» TEXTO:
►
A exemplo, faz-se importante mencionar a situação do Haiti que, no início de 2010, ficou destruído em razão de um terremoto, desastre que deixou milhares de pessoas deslocadas internamente e outras milhares tiveram que sair do Haiti na busca de sobrevivência em outros países. Por conseguinte, os países da América Latina para onde os haitianos se dirigiram na busca de proteção viram-se diante de um novo desafio, uma vez que, embora os haitianos não pudessem ser reconhecidos como refugiados nos termos da Convenção de 1951 – que não abrange no âmbito da sua proteção as vítimas de desastres ambientais -, a situação extremamente difícil vivenciada por esses indivíduos passou a exigir uma resposta humanitária por parte dos países de acolhida, inclusive do Brasil.

Segundo dados do Comitê Nacional de Refugiados – CONARE, o Brasil conta com um total de 4.401 refugiados de 77 nacionalidades diferentes, sendo que todos os refugiados acolhidos no Brasil vivem em centros urbanos, não existindo no país a figura dos campos de refugiados.
◄
» INSTRUÇÃO 1: Segundo o texto, quando o terremoto destruiu o Haiti?
» INSTRUÇÃO 2: Identifique e copie todas as linhas da listagem que contêm a palavra "building", levando em conta a diferença entre maiúsculas e minúsculas.

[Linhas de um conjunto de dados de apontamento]
►
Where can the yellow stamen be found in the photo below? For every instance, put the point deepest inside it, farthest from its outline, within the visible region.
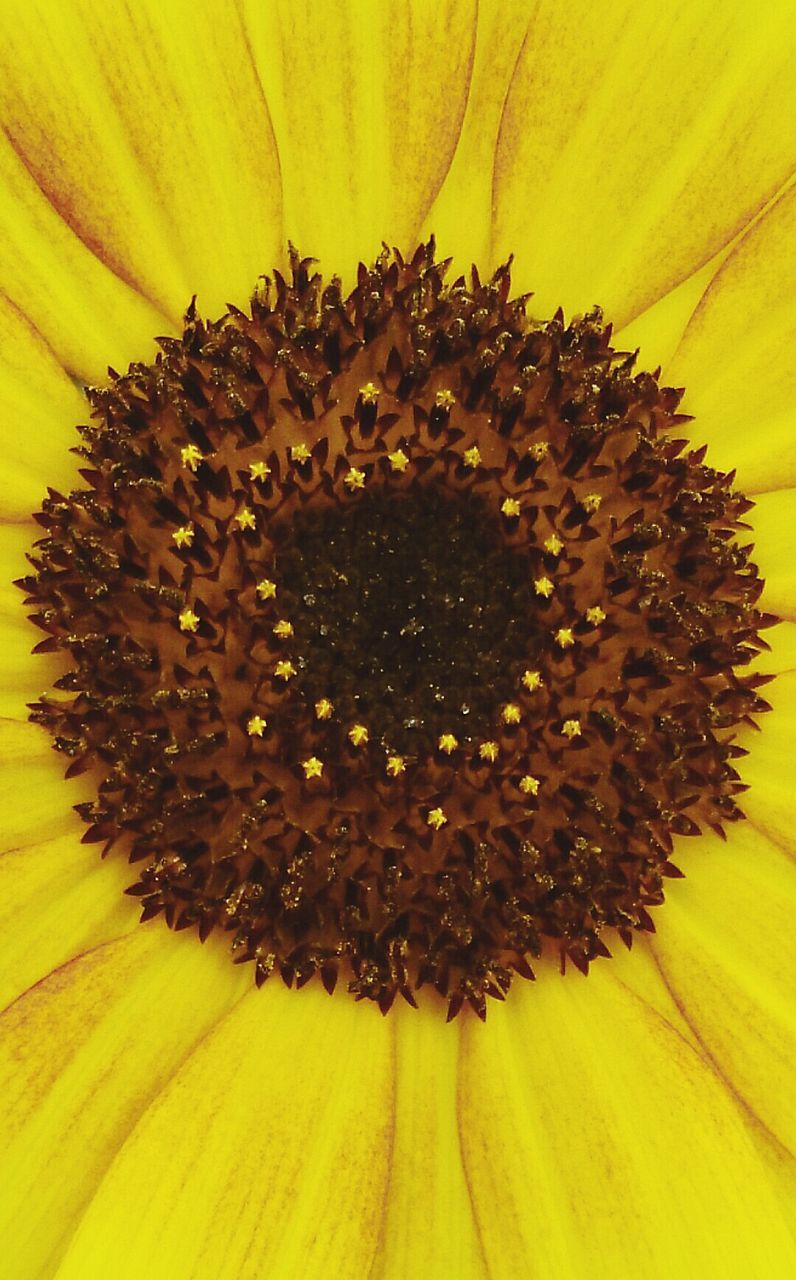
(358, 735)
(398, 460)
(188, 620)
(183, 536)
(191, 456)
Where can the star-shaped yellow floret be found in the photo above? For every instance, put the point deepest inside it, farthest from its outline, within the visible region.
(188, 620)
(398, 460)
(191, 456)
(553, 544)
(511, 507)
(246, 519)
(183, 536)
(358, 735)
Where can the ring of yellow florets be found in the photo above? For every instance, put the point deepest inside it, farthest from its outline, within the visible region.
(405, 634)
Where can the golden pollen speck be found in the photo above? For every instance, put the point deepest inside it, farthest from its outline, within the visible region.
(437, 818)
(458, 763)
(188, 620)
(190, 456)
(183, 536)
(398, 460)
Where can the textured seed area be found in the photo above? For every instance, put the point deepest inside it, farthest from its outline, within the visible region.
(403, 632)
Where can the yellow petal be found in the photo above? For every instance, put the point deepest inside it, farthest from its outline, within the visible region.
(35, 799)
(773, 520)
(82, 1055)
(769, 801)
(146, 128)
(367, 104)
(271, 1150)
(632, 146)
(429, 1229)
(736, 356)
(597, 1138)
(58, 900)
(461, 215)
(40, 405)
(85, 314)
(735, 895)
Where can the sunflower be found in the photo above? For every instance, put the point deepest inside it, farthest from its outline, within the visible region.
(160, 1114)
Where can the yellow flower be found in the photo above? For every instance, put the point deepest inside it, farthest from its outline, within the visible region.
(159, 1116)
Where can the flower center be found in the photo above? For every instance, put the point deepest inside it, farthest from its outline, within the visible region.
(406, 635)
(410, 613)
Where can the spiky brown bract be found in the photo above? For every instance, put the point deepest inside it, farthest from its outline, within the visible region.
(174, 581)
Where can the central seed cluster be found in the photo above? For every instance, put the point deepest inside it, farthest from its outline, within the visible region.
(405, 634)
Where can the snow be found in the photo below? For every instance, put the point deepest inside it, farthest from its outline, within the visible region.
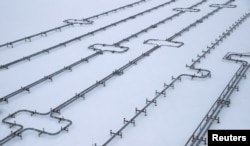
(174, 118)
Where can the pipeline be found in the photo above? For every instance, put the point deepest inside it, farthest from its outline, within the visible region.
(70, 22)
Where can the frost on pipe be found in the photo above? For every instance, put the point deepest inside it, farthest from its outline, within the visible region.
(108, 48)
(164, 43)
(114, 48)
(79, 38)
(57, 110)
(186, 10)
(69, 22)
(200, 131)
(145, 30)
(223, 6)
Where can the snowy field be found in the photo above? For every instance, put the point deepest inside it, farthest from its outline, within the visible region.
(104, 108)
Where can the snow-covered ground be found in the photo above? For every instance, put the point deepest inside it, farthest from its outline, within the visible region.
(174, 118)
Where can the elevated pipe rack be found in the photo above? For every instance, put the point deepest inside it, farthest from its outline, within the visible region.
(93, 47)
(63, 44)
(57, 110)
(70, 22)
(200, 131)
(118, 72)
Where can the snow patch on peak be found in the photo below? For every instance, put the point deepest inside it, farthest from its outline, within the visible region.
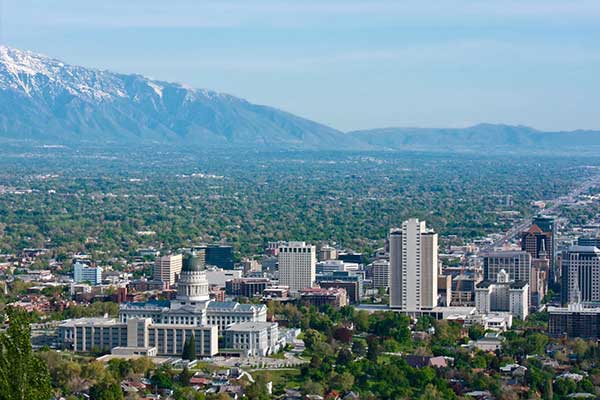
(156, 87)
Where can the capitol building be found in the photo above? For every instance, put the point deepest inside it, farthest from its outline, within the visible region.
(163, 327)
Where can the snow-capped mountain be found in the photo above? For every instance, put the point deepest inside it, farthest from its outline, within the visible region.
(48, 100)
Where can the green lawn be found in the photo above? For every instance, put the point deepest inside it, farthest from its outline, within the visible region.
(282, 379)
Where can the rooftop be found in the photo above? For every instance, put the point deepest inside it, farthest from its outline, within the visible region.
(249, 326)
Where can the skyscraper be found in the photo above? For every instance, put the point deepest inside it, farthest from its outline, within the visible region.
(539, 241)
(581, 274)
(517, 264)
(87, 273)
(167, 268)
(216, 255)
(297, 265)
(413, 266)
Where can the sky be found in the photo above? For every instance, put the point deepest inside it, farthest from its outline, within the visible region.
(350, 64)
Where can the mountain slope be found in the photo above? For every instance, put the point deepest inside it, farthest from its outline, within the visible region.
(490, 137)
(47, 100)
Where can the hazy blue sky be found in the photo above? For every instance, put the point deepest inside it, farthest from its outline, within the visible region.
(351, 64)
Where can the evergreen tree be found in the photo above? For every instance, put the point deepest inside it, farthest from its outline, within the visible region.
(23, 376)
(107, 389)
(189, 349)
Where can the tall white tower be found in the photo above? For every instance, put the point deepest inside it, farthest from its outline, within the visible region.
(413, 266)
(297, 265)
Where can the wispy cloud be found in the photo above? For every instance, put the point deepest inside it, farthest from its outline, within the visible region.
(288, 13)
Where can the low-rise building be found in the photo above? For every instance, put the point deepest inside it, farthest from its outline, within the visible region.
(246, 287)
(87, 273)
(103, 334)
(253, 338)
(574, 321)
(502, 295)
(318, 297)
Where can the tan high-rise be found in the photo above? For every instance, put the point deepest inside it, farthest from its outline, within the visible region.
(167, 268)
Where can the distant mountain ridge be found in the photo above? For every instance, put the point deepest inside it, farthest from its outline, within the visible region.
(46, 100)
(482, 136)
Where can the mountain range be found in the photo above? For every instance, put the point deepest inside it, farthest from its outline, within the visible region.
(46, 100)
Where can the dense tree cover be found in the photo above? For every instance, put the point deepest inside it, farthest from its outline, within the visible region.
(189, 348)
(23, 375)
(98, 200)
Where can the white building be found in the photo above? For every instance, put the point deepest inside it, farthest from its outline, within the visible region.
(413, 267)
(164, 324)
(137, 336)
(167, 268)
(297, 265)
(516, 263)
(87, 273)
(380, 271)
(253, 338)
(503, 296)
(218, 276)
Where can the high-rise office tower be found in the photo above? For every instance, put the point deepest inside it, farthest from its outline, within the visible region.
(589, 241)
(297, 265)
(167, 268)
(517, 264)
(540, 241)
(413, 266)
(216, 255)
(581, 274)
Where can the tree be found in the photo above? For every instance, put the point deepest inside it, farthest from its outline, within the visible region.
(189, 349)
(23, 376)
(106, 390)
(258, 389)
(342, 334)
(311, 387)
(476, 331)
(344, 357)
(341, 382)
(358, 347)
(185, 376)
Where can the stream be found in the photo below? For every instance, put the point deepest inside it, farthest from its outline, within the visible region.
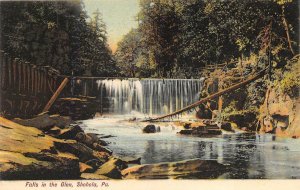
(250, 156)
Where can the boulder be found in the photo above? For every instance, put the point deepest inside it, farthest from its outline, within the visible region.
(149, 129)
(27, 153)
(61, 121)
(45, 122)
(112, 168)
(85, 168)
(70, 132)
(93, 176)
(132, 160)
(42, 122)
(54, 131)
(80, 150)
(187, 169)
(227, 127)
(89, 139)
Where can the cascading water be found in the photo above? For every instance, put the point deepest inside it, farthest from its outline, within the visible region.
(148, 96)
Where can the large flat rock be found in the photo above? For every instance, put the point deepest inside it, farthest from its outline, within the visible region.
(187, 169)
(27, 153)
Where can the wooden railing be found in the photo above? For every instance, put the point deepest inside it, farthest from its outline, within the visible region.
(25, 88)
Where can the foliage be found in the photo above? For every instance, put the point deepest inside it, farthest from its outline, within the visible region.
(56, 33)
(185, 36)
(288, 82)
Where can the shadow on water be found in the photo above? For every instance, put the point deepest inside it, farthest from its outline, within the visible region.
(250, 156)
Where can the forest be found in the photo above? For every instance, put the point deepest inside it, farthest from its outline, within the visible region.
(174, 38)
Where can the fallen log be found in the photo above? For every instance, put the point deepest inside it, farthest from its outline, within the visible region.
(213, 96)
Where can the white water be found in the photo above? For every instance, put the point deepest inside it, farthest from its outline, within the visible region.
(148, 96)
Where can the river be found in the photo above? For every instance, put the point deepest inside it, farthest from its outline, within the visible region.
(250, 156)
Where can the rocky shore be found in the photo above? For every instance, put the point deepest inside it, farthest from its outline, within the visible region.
◄
» RESULTADO DA TAREFA 1: No início de 2010.

» RESULTADO DA TAREFA 2:
Where can the capitol building be found in the photo above? For every instance, put the point deepest inside it, farthest from its outline, within the visible region.
Where can the low-rise building be found in the photo above? For every instance, put the point deepest inside it, farthest from its outline, within the visible region.
Where can the white building be found in the photo above? For every instance, put the point deepest inside it, farthest from its outline, within the visible region.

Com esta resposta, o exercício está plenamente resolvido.